> Directive 1
Answer these questions using the passage on C array initialization.
(a) When an array is partially initialized, what value do the entries without enough initializers receive?
(b) What value does '0' have in ASCII?
(c) How many entries of the array does the loop in the code set to non-zero values?
> Directive 2
Write out the passage on C array initialization from "Note that the" up to and including "not a C string.".
> Directive 3
Extend the passage on C array initialization, starting after its last sentence.

The answer is NO: when you define the array as an automatic variable (a local variable in a function), it is uninitialized. Hence none of its elements can be assumed to have any specific value. If you initialize the array, even partially, all elements will be initialized, either explicitly from the values provided in the initializer or implicitly to 0 if there are not enough initializers.

0 and '\0' are equivalent, they are int constants representing the value 0. It is idiomatic to use '\0' to represent the null byte at the end of a char array that makes it a C string. Note that '0' is a different thing: it is the character code for the 0 digit. In ASCII, '0' has the value 48 (or 0x30), but some ancient computers used to use different encodings where '0' had a different value. The C standard mandates that the codes for all 10 digits from 0 to 9 must be consecutive, so the digit n has the code '0' + n.

Note that the loop in your code sets the value of 9 elements of the array to non zero values, and leaves the last entry uninitialized so the array is not null terminated, hence it is not a C string.

> Data supplied

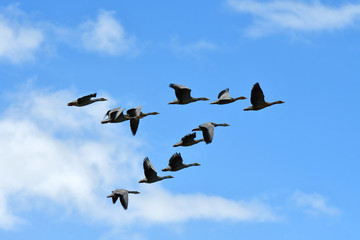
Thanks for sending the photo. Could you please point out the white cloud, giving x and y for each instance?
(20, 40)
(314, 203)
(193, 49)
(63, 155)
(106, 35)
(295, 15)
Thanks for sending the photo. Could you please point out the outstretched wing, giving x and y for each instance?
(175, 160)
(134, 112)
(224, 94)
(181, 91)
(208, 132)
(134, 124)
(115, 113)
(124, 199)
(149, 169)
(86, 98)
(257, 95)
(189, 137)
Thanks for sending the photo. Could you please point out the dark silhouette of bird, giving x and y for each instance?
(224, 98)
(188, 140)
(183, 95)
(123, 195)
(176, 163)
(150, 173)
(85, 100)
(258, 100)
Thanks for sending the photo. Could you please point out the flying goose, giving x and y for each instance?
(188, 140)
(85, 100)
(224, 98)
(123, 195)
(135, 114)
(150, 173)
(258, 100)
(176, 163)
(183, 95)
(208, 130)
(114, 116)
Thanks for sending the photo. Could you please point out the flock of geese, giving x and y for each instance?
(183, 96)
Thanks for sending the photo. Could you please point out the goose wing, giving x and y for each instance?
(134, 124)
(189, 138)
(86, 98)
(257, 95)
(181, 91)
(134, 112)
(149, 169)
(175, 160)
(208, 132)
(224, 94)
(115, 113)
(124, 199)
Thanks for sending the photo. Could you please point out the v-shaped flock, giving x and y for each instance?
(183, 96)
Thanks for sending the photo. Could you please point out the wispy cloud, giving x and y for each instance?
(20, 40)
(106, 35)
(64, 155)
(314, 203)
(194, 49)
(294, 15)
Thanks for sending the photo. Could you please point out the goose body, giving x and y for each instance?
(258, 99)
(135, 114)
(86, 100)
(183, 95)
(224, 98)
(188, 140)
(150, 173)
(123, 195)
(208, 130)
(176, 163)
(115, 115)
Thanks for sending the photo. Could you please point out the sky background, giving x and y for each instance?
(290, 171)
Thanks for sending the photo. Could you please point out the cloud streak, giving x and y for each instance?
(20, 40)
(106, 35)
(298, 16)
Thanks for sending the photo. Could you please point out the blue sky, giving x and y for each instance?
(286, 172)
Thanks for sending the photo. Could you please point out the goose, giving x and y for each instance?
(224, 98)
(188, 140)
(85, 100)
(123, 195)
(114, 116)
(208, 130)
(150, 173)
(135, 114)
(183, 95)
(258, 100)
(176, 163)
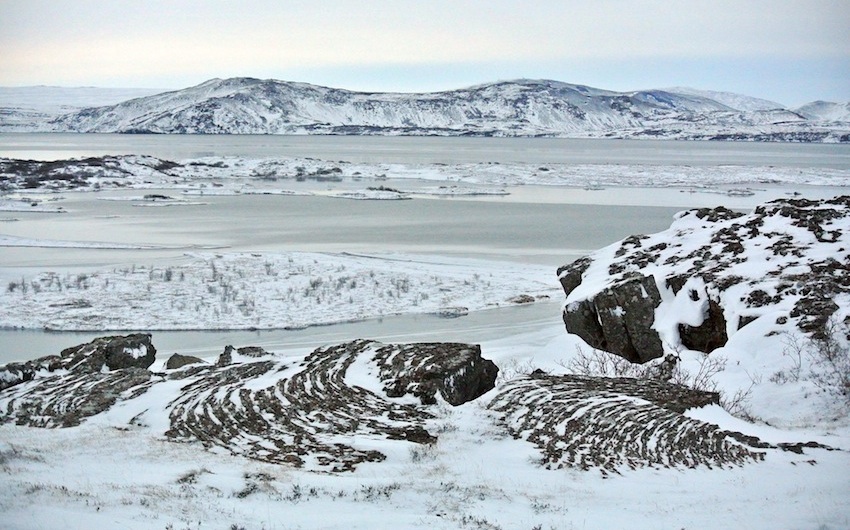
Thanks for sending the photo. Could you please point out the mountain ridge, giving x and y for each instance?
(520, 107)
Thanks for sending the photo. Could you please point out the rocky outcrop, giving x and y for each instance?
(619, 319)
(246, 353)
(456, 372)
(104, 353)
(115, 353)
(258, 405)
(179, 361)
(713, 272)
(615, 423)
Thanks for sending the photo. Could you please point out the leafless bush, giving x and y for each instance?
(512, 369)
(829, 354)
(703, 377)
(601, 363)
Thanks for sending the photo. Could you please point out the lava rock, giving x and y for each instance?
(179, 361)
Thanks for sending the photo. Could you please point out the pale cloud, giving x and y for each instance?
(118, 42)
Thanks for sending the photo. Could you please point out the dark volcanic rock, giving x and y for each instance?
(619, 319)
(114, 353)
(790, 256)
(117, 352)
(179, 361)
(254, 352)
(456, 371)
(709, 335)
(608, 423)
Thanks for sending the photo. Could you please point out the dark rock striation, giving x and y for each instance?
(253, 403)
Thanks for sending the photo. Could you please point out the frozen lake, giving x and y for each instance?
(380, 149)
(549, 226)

* * *

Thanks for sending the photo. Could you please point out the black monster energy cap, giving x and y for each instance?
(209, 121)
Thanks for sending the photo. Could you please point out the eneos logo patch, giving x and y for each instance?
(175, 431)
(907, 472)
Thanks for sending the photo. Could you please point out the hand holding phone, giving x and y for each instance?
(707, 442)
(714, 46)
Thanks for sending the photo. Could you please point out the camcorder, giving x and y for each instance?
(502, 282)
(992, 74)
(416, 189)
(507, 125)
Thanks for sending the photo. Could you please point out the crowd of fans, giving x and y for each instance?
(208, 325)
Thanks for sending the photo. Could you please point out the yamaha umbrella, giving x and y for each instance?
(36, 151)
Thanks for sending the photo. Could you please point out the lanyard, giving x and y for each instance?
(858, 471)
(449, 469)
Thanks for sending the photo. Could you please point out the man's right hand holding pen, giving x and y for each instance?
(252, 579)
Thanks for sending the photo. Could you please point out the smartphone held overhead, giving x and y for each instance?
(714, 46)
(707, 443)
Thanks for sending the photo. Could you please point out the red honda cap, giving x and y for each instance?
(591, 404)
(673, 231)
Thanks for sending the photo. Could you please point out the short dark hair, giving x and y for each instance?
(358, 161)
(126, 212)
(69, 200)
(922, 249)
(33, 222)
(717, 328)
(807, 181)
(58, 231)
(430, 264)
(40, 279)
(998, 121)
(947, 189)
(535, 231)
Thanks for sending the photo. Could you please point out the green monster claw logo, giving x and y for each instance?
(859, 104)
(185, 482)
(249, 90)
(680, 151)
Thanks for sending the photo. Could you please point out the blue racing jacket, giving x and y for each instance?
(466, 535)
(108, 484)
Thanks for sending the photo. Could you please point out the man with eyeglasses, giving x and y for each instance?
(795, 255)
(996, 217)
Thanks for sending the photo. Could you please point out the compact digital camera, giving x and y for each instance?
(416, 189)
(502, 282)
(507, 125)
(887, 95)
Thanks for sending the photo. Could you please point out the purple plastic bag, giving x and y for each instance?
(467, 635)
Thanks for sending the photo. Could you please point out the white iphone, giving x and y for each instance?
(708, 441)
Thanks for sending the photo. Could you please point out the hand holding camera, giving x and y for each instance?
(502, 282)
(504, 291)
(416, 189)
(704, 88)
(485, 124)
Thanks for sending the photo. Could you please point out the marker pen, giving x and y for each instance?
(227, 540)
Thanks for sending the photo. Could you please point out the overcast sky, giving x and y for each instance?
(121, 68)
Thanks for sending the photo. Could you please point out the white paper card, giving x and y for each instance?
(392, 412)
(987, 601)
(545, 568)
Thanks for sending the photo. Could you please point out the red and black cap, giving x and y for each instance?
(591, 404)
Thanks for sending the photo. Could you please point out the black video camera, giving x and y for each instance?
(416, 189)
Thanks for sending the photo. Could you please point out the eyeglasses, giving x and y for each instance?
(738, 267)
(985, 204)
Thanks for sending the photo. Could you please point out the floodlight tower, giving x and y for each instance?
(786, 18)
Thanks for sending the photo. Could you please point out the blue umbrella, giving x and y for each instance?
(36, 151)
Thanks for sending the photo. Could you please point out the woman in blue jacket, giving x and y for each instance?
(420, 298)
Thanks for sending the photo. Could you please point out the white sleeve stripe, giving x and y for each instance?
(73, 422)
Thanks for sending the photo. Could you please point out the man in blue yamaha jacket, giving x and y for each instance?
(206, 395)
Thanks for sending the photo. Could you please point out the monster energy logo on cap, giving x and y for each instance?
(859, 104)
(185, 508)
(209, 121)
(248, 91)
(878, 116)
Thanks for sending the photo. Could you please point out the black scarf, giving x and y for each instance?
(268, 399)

...

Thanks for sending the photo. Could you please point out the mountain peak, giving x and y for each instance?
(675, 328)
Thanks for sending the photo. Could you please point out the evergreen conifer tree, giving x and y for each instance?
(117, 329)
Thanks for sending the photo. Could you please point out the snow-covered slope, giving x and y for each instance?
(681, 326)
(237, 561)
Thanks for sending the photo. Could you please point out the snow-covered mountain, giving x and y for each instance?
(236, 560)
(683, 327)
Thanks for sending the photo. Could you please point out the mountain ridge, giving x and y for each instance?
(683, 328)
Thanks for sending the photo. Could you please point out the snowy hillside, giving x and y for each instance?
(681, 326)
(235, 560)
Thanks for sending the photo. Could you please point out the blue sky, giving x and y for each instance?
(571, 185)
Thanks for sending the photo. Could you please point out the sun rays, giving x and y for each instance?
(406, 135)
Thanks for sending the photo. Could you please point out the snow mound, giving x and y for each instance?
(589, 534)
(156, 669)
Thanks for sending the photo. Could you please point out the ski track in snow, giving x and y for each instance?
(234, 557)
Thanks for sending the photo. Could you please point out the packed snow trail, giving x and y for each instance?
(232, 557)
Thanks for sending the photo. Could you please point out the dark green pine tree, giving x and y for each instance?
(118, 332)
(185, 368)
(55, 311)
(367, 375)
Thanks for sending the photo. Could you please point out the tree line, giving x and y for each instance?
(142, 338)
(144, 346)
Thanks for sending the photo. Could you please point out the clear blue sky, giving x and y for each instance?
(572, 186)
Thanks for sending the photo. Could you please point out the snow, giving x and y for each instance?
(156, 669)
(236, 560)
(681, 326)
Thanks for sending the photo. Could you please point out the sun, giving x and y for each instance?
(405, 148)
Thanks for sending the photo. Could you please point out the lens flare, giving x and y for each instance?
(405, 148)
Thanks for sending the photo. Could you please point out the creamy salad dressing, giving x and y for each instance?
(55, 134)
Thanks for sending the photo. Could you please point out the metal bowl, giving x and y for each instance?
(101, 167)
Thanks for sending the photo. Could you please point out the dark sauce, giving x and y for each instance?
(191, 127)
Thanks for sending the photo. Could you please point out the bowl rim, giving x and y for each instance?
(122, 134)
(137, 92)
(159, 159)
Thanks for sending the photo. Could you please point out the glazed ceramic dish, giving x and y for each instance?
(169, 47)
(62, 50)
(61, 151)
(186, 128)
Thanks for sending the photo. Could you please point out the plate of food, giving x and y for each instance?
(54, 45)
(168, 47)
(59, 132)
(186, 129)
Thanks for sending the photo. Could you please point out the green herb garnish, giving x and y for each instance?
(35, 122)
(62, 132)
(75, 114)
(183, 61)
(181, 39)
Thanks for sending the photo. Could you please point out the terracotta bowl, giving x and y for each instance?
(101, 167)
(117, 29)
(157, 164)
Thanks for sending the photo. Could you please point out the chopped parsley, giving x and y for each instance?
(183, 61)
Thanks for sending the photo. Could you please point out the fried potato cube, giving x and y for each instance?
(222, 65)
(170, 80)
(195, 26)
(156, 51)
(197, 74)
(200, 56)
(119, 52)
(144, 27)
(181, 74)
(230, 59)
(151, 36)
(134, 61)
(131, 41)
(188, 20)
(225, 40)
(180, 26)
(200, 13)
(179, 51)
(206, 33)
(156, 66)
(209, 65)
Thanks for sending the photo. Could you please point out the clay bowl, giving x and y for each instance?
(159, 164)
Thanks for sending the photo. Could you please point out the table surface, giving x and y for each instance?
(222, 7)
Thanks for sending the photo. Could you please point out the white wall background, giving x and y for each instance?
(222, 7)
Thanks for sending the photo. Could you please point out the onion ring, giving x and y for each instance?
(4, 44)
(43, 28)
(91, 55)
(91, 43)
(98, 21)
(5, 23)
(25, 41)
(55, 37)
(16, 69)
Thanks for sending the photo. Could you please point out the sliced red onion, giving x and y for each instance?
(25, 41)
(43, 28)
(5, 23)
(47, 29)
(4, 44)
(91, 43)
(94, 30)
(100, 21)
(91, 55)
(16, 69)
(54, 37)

> Response 1
(a) They are implicitly initialized to 0.
(b) 48 (or 0x30).
(c) 9.

> Response 2
Note that the loop in your code sets the value of 9 elements of the array to non zero values, and leaves the last entry uninitialized so the array is not null terminated, hence it is not a C string.

> Response 3
If you want to use the char array as a C string, you must null terminate it by setting array[9] to '\0'.

Note also that you can print a char array that is not null terminated by specifying the maximum number of bytes to output as a precision field in the conversion specifier: %.9s.

Finally, be aware that array[0] = 1; does not set a valid character in the first position of array, but a control code that might not be printable. array[0] = '0' + 1; set the character '1'.

#include <stdio.h>

int main(void) {
    char array[10];

    /* use the element number as the loop index: less error prone */
    for (int i = 0; i < 9; ++i) {
        array[i] = `0` + i + 1;
    }

    // array[] contains numbers from 1 to 9 and an unitialized subscript
    printf("%.9s\n", array);  // prints up to 9 bytes from `array`

    array[9] = '\0';
    // array[] contains numbers from 1 to 9 and a null terminator, a valid C string
    printf("%s\n", array);  // produce the same output.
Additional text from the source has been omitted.